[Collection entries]
Segment Open

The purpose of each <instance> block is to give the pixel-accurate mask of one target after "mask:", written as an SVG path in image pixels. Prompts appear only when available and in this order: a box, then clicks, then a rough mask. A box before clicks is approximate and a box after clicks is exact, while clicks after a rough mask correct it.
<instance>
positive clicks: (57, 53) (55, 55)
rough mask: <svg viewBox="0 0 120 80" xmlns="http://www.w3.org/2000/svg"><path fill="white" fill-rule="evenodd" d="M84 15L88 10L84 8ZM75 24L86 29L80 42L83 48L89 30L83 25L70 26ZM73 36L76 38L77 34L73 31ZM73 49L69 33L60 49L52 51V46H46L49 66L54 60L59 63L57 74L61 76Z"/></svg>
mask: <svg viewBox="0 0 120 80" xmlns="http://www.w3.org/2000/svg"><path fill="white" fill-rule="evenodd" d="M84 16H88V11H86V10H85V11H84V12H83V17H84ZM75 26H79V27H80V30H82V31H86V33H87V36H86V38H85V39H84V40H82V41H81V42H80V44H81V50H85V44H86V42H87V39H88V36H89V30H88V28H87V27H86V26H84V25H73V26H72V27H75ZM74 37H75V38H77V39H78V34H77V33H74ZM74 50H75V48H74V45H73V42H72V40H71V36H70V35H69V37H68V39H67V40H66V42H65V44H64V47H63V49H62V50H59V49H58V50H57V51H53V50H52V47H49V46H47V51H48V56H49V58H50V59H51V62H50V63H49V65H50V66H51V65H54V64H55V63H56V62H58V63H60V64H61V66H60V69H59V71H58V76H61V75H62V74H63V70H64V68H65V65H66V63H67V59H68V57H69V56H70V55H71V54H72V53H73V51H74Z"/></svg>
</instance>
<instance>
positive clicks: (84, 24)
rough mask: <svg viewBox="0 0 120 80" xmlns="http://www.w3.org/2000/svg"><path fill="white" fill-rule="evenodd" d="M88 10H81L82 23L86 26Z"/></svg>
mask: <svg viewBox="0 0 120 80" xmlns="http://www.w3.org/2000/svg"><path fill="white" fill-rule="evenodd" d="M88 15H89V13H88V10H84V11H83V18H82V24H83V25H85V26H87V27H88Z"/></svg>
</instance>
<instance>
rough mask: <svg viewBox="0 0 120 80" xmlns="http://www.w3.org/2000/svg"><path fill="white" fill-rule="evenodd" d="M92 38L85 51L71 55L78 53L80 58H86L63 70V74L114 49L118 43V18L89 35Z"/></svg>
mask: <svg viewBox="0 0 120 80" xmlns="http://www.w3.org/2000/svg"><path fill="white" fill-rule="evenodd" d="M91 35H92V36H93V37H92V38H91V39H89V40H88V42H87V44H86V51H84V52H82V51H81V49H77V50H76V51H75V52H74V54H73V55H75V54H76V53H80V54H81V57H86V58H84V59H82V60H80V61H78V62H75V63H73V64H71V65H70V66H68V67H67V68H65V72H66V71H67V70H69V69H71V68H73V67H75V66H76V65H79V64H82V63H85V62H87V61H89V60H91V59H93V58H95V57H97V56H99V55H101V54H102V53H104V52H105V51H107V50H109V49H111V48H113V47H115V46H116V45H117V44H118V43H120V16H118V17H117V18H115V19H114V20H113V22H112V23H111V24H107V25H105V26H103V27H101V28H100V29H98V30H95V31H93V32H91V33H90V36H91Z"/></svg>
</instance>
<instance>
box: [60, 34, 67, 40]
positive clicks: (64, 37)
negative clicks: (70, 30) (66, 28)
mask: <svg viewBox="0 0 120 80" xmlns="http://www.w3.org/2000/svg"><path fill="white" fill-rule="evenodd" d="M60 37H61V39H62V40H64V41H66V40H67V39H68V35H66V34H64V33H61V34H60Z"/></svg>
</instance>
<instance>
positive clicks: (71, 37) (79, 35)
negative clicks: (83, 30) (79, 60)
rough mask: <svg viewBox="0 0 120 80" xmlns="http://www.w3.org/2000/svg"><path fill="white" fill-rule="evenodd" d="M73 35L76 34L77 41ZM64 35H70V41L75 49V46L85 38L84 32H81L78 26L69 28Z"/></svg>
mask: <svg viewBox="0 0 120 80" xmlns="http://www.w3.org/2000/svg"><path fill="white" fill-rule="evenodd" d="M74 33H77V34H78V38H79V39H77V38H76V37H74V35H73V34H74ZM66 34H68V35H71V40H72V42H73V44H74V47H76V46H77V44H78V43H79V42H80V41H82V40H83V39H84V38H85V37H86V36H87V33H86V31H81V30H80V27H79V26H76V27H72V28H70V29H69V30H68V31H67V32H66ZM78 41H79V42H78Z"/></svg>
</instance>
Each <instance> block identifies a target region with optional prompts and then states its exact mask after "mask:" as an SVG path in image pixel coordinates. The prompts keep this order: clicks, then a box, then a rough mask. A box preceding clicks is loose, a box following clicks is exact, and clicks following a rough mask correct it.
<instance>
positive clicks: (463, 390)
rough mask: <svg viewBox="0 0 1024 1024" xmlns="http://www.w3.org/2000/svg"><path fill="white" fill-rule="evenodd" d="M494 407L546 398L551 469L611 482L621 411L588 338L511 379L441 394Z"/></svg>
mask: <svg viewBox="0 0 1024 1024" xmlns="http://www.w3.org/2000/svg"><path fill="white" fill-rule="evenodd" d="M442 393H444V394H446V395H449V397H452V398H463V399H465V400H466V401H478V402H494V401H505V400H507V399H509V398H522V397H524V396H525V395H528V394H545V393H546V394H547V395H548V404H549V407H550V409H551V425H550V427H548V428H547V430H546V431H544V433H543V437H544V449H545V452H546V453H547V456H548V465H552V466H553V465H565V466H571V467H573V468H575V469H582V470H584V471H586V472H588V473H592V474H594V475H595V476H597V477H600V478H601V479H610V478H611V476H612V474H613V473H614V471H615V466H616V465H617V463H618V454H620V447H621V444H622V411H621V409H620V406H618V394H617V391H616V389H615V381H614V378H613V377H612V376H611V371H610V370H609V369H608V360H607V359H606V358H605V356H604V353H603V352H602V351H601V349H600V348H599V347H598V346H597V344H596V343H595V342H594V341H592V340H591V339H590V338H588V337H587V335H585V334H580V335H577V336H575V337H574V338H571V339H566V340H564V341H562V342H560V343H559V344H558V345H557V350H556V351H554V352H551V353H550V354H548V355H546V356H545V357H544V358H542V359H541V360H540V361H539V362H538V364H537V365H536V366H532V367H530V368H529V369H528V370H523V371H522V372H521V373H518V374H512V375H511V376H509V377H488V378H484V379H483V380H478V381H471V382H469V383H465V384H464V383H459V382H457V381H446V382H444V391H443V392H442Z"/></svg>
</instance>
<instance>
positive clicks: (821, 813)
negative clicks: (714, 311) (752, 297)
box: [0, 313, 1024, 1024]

Segment Closed

## INSTRUCTIONS FOR THE TASK
Return the full data above, line for line.

## OUTPUT OF THE TASK
The purpose of each <instance> block is to give the pixel-accurate mask of one target after "mask:", written as an SVG path in image pixels. Prompts appear only when available and in this order: a box, then clicks, then a rough mask. A box before clicks is approximate and a box after clicks is exact, while clicks after a rough mask correct it.
<instance>
positive clicks: (57, 53) (55, 55)
rough mask: <svg viewBox="0 0 120 80" xmlns="http://www.w3.org/2000/svg"><path fill="white" fill-rule="evenodd" d="M84 15L88 10L84 8ZM75 24L86 29L80 42L83 48L89 30L83 25L70 26ZM73 36L76 38L77 34L73 31ZM73 49L69 33L60 49L52 51V46H46L49 66L54 60L59 63L57 74L61 76Z"/></svg>
mask: <svg viewBox="0 0 120 80" xmlns="http://www.w3.org/2000/svg"><path fill="white" fill-rule="evenodd" d="M84 16H88V11H86V10H85V11H84V12H83V17H84ZM75 26H79V27H80V30H82V31H86V33H87V36H86V38H85V39H84V40H82V41H81V42H80V44H81V50H85V44H86V42H87V39H88V36H89V30H88V28H87V27H86V26H84V25H73V26H72V27H75ZM74 37H75V38H77V39H78V34H77V33H74ZM74 50H75V48H74V45H73V42H72V40H71V36H70V35H69V37H68V39H67V40H66V42H65V44H64V47H63V49H62V50H59V49H58V50H57V51H53V50H52V47H49V46H47V51H48V56H49V58H50V59H51V62H50V63H49V65H50V66H51V65H54V64H55V63H56V62H58V63H60V64H61V66H60V69H59V71H58V76H61V75H62V74H63V70H64V68H65V65H66V63H67V59H68V57H69V56H70V55H71V54H72V53H73V51H74Z"/></svg>
</instance>
<instance>
positive clicks: (84, 24)
rough mask: <svg viewBox="0 0 120 80" xmlns="http://www.w3.org/2000/svg"><path fill="white" fill-rule="evenodd" d="M88 10H81L82 23L86 26Z"/></svg>
mask: <svg viewBox="0 0 120 80" xmlns="http://www.w3.org/2000/svg"><path fill="white" fill-rule="evenodd" d="M88 15H89V13H88V10H84V11H83V18H82V24H83V25H85V26H87V27H88Z"/></svg>
</instance>
<instance>
rough mask: <svg viewBox="0 0 120 80" xmlns="http://www.w3.org/2000/svg"><path fill="white" fill-rule="evenodd" d="M92 38L85 51L71 55L78 53L80 58H86L63 70V74L114 49L118 43V18L89 35Z"/></svg>
mask: <svg viewBox="0 0 120 80" xmlns="http://www.w3.org/2000/svg"><path fill="white" fill-rule="evenodd" d="M91 35H92V36H93V37H92V38H91V39H89V40H88V42H87V44H86V51H84V52H82V51H81V49H77V50H76V51H75V52H74V54H73V55H75V54H76V53H80V54H81V57H86V58H84V59H82V60H80V61H78V62H75V63H73V64H71V65H70V66H68V67H67V68H65V72H66V71H67V70H69V69H71V68H73V67H75V66H76V65H79V64H82V63H85V62H87V61H89V60H91V59H93V58H95V57H97V56H99V55H101V54H102V53H104V52H105V51H107V50H109V49H111V48H113V47H115V46H116V45H117V44H118V43H120V16H118V17H117V18H115V19H114V20H113V22H112V23H111V24H107V25H105V26H103V27H101V28H100V29H98V30H95V31H93V32H91V33H90V36H91Z"/></svg>
</instance>
<instance>
box: [60, 34, 67, 40]
positive clicks: (64, 37)
negative clicks: (70, 30) (66, 28)
mask: <svg viewBox="0 0 120 80" xmlns="http://www.w3.org/2000/svg"><path fill="white" fill-rule="evenodd" d="M60 37H61V39H62V40H64V41H66V40H67V39H68V35H66V34H64V33H61V34H60Z"/></svg>
</instance>
<instance>
positive clicks: (71, 37) (79, 35)
negative clicks: (83, 30) (79, 60)
rough mask: <svg viewBox="0 0 120 80" xmlns="http://www.w3.org/2000/svg"><path fill="white" fill-rule="evenodd" d="M73 35L76 34L77 41ZM64 35H70V41L75 49V46L85 38L84 32H81L78 26L69 28Z"/></svg>
mask: <svg viewBox="0 0 120 80" xmlns="http://www.w3.org/2000/svg"><path fill="white" fill-rule="evenodd" d="M74 33H77V34H78V38H79V39H77V38H76V37H74V35H73V34H74ZM66 34H68V35H71V40H72V42H73V44H74V47H76V46H77V44H78V43H79V42H80V41H82V40H83V39H84V38H85V37H86V36H87V33H86V31H81V30H80V27H79V26H76V27H72V28H70V29H69V30H68V31H67V32H66ZM78 41H79V42H78Z"/></svg>
</instance>
Each <instance> block identifies a target region with optional prompts and then states its exact mask after "mask:" as an SVG path in image pixel coordinates. The prompts keep this order: clicks, then a box, then a rough mask. A box preceding clicks is loose, a box following clicks is exact, and clicks following a rough mask correct it.
<instance>
positive clicks: (463, 390)
rough mask: <svg viewBox="0 0 1024 1024" xmlns="http://www.w3.org/2000/svg"><path fill="white" fill-rule="evenodd" d="M494 407L546 398L551 469L611 482L621 411L588 338L511 379L441 394Z"/></svg>
mask: <svg viewBox="0 0 1024 1024" xmlns="http://www.w3.org/2000/svg"><path fill="white" fill-rule="evenodd" d="M442 393H444V394H446V395H449V397H452V398H463V399H465V400H466V401H478V402H494V401H505V400H507V399H509V398H522V397H524V396H525V395H528V394H545V393H546V394H547V395H548V404H549V407H550V409H551V425H550V427H548V428H547V430H546V431H544V433H543V437H544V449H545V452H546V453H547V456H548V465H552V466H553V465H565V466H571V467H573V468H575V469H582V470H584V471H586V472H588V473H592V474H594V475H595V476H597V477H600V478H601V479H610V478H611V476H612V474H613V473H614V471H615V466H616V465H617V463H618V454H620V447H621V444H622V411H621V409H620V406H618V394H617V391H616V389H615V381H614V378H613V377H612V376H611V371H610V370H609V369H608V360H607V359H606V358H605V356H604V353H603V352H602V351H601V349H600V348H599V347H598V346H597V344H596V343H595V342H594V341H592V340H591V339H590V338H588V337H587V335H585V334H580V335H577V336H575V337H574V338H571V339H566V340H564V341H562V342H560V343H559V344H558V345H557V350H556V351H554V352H551V353H550V354H548V355H546V356H545V357H544V358H542V359H541V360H540V361H539V362H538V364H537V365H536V366H532V367H530V368H529V369H528V370H523V371H522V372H521V373H518V374H512V375H511V376H509V377H488V378H484V379H483V380H478V381H471V382H469V383H465V384H464V383H459V382H457V381H446V382H444V391H443V392H442Z"/></svg>
</instance>
<instance>
positive clicks: (821, 813)
negative clicks: (714, 311) (752, 297)
box: [0, 313, 1024, 1024]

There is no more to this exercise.